-- Start of The data --

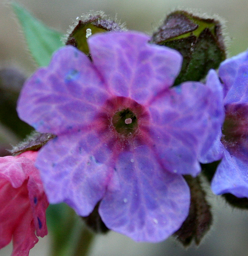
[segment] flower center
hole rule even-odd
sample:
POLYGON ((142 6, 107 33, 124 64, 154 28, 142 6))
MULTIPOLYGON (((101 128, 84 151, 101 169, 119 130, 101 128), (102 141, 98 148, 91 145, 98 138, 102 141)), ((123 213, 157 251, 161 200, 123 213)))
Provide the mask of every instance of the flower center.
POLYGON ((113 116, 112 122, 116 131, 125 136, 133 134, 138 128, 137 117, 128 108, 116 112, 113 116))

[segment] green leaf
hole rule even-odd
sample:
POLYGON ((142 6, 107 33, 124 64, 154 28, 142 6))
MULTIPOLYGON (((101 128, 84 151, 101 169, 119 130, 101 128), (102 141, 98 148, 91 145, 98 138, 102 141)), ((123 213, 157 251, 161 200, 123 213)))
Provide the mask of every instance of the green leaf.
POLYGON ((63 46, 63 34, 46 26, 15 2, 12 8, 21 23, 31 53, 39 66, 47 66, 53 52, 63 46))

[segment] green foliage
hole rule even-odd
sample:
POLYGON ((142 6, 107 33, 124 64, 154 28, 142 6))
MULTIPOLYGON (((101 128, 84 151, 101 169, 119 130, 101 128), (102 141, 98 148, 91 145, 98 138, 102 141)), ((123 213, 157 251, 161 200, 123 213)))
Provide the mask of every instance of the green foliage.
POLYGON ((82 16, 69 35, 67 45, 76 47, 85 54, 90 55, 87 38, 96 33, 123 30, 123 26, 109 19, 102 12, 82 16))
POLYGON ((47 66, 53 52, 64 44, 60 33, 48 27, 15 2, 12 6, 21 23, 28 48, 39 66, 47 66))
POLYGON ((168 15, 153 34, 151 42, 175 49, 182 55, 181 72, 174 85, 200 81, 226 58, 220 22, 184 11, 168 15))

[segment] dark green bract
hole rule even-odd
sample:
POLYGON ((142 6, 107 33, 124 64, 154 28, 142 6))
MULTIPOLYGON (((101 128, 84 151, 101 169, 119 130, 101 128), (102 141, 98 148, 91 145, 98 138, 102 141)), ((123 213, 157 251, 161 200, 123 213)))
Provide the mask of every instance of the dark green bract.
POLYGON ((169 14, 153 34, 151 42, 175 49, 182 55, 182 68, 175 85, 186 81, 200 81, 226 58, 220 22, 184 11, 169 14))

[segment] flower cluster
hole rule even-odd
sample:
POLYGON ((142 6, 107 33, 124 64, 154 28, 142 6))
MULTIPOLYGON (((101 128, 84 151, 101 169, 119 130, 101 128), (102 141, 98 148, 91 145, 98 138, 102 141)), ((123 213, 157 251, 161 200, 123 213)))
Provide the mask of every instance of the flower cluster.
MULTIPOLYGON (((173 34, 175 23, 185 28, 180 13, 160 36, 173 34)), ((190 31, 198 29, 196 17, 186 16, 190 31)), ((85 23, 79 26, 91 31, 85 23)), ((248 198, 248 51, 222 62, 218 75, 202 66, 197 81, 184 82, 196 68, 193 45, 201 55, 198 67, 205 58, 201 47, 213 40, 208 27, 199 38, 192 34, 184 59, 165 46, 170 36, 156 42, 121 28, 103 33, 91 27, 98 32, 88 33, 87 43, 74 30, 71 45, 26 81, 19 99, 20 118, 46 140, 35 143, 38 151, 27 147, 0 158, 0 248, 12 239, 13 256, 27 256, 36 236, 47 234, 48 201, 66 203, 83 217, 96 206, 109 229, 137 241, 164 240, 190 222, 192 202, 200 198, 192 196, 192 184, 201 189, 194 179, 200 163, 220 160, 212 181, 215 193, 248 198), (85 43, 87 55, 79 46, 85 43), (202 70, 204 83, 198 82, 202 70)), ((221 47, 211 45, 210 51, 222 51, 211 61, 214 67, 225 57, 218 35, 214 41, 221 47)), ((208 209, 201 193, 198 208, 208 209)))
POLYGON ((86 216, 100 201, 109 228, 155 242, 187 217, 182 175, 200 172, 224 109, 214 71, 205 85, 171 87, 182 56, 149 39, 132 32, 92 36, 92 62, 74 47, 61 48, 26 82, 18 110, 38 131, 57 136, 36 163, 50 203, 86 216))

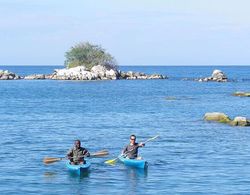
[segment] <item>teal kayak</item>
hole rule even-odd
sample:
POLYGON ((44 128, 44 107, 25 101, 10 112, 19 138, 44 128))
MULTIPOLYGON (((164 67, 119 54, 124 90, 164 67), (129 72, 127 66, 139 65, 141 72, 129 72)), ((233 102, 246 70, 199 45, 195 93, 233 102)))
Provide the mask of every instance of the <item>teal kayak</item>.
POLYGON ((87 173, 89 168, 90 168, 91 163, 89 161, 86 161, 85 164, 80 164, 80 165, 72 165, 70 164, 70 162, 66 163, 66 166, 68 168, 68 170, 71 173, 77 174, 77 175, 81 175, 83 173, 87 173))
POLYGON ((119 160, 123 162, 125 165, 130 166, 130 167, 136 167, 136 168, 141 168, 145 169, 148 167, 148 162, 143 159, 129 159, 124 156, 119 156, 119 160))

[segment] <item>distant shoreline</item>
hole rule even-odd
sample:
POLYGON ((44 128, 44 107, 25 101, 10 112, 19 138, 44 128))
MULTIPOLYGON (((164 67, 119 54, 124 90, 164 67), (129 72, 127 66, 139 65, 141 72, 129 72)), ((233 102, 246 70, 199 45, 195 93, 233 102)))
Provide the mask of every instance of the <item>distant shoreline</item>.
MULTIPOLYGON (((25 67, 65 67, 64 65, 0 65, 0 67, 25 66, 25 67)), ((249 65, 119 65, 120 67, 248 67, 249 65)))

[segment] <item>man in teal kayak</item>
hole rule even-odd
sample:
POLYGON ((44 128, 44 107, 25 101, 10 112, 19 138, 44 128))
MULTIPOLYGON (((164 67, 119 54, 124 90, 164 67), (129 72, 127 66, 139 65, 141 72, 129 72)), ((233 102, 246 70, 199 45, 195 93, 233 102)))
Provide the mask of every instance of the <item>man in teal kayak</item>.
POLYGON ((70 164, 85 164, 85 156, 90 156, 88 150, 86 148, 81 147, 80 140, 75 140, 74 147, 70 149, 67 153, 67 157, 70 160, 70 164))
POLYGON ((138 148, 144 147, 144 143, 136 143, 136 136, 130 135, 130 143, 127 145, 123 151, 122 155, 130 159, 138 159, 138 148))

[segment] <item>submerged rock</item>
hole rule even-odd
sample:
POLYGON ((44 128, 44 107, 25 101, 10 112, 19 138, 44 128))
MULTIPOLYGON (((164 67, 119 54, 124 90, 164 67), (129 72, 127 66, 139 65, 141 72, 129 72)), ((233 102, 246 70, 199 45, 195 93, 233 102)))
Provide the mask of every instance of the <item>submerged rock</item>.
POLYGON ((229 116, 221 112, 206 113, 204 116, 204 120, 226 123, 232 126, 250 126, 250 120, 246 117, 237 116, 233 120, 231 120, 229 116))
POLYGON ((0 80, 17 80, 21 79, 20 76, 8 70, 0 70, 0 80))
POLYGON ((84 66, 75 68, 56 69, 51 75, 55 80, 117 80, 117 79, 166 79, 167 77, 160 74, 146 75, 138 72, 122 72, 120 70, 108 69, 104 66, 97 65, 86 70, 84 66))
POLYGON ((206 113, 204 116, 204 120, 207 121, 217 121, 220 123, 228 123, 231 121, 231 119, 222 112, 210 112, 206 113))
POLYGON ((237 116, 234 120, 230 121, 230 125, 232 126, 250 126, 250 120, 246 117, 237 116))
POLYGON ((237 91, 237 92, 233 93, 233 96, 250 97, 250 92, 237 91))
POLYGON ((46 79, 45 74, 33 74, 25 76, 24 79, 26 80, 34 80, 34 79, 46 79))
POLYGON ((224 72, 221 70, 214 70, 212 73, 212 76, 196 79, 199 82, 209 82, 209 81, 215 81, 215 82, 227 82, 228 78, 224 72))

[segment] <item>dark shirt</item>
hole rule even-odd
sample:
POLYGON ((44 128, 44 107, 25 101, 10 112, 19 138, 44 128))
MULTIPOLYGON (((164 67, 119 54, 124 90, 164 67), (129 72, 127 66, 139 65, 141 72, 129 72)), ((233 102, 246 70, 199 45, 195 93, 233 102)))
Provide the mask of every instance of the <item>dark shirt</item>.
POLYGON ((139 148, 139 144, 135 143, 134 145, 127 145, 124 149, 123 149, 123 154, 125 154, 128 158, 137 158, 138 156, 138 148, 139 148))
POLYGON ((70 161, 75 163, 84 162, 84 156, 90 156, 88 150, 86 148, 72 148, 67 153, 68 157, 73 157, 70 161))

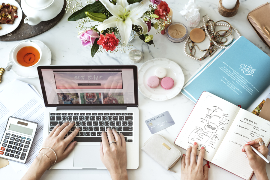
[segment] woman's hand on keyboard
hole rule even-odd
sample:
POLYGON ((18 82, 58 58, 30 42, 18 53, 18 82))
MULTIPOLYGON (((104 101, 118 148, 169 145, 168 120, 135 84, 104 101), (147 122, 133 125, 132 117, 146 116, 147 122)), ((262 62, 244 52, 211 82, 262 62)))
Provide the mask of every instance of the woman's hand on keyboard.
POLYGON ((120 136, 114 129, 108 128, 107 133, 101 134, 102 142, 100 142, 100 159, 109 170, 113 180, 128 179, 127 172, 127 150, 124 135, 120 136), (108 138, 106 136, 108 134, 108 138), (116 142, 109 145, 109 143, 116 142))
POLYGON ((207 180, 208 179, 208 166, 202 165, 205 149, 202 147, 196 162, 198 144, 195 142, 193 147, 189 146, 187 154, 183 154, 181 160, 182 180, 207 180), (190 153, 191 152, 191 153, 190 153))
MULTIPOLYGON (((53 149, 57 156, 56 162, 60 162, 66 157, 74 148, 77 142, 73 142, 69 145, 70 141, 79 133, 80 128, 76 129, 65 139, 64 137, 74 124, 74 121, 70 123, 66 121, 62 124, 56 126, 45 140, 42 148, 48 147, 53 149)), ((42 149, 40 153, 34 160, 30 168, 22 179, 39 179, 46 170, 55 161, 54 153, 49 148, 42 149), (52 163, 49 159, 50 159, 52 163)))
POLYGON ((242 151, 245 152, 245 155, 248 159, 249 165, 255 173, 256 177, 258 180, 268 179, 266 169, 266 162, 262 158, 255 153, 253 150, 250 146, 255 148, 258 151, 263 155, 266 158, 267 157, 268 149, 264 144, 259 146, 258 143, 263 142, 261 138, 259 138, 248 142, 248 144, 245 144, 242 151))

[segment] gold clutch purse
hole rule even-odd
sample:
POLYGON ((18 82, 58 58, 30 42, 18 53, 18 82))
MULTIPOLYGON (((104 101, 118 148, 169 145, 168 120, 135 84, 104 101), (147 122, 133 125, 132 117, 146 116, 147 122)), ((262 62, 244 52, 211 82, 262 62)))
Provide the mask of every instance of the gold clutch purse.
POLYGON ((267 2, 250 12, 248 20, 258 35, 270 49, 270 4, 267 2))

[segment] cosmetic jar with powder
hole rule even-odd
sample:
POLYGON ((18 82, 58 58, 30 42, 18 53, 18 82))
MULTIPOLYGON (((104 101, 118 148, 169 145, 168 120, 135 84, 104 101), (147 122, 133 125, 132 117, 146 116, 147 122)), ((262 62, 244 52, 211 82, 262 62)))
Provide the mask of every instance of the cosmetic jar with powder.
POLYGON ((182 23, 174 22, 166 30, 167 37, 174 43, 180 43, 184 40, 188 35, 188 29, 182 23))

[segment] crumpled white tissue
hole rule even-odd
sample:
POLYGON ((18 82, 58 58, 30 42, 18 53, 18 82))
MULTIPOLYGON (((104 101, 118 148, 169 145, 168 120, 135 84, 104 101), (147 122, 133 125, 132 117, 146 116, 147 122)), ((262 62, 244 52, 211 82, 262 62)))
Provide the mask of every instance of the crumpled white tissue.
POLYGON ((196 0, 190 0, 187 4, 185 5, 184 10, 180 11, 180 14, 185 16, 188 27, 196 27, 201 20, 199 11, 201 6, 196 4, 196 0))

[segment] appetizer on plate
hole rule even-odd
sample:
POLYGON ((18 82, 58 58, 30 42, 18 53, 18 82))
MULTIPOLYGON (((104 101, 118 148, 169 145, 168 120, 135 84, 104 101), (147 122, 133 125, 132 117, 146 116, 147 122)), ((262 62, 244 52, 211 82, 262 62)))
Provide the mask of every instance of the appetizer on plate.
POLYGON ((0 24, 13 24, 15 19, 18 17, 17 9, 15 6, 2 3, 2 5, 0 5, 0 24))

-- End of The data --

§ Instruction
Render the lines from the one containing "[segment] <item>dark shirt</item>" up to and including the one containing "POLYGON ((70 161, 75" as a Markdown table with columns Index and Text. Number each line in sequence and omit any blank lines.

§ The result
| Index | Text |
|---|---|
| 1 | [segment] <item>dark shirt</item> |
| 2 | hole rule even-odd |
| 3 | sample: |
| 4 | POLYGON ((44 128, 44 107, 25 101, 10 112, 19 138, 44 128)) |
| 5 | MULTIPOLYGON (((164 67, 119 54, 124 90, 164 67), (129 72, 127 66, 139 65, 141 72, 129 72)), ((233 102, 246 70, 199 45, 195 93, 233 102))) |
| 6 | Provide the mask of every instance of the <item>dark shirt</item>. |
| 7 | POLYGON ((139 148, 139 144, 135 143, 134 145, 127 145, 124 149, 123 149, 123 154, 125 154, 128 158, 137 158, 138 156, 138 148, 139 148)) |
| 8 | POLYGON ((70 161, 75 163, 84 162, 84 156, 90 156, 88 150, 86 148, 72 148, 67 153, 68 157, 73 157, 70 161)) |